Non-authoritative answer:
Name: www.gov.tw
Address: 223.200.155.55

% php test-ip-via-geoip.php 223.200.155.55
lookup [223.200.155.55], result: [TW]

% curl ipinfo.io/223.200.155.55
{
  "ip": "223.200.155.55",
  "hostname": "223-200-155-55.hinet-ip.hinet.net",
  "city": "Hualien City",
  "region": "Taiwan",
  "country": "TW",
  "loc": "23.9769,121.6044",
  "org": "AS4782 Data Communication Business Group",
  "timezone": "Asia/Taipei",
  "readme": "https://ipinfo.io/missingauth"
}

2021年4月9日 星期五

[PHP] 透過 Maxmind GeoIP DB 統計用戶資訊 @ macOS 11.2, PHP 7.3.24

真是超級久沒用 maxmind.com 的 GeoIP DB 了,一時之間還以為沒有免費使用的方式,追了一下是要註冊帳號才能下載,而 maxmind 也有提供自動化每天更新 GeoIP DB 的機制。

在此對一份類似 Access Logs 做分析,將其轉成 CSV 格式來分析,其中 CSV 裡頭有 id 跟 remote_ip 兩個欄位,將 remote_ip 分析完後直接歸類屬於哪個 country_code,程式碼很簡單:

% php -v

WARNING: PHP is not recommended
PHP is included in macOS for compatibility with legacy software.
Future versions of macOS will not include PHP.
PHP 7.3.24-(to be removed in future macOS) (cli) (built: Dec 21 2020 21:33:25) ( NTS )
Copyright (c) 1997-2018 The PHP Group
Zend Engine v3.3.24, Copyright (c) 1998-2018 Zend Technologies

% cat composer.json
{
  "require": {
    "geoip2/geoip2": "~2.0"
  }
}

% php composer.phar install
No lock file found. Updating dependencies instead of installing from lock file. Use composer update over composer install if you do not have a lock file.
Loading composer repositories with package information
Updating dependencies
Lock file operations: 4 installs, 0 updates, 0 removals
- Locking composer/ca-bundle (1.2.9)

» **作業要求**:
依節選原文所述,欲下載 maxmind 的 GeoIP DB,須先完成何事? 下列資料與本項作業無關。

» **資料區**:
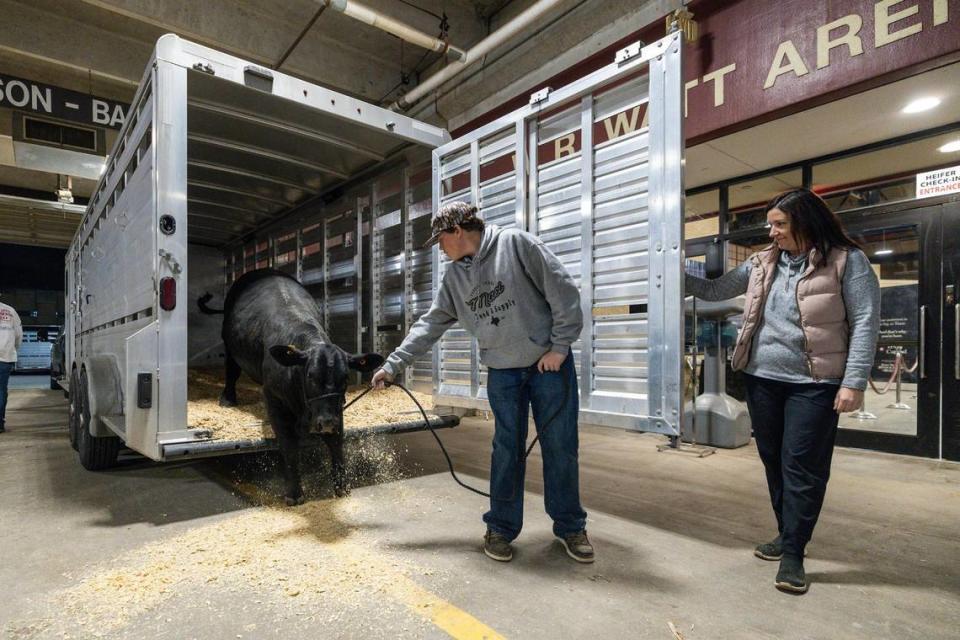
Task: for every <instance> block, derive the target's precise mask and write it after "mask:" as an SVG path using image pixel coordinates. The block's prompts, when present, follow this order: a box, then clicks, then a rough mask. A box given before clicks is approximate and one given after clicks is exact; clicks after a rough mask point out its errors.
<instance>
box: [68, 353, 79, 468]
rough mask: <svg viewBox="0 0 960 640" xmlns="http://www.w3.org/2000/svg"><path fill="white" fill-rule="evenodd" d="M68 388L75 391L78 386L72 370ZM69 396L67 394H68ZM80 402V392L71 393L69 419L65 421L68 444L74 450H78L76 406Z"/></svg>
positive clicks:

» **解答**:
須先註冊帳號。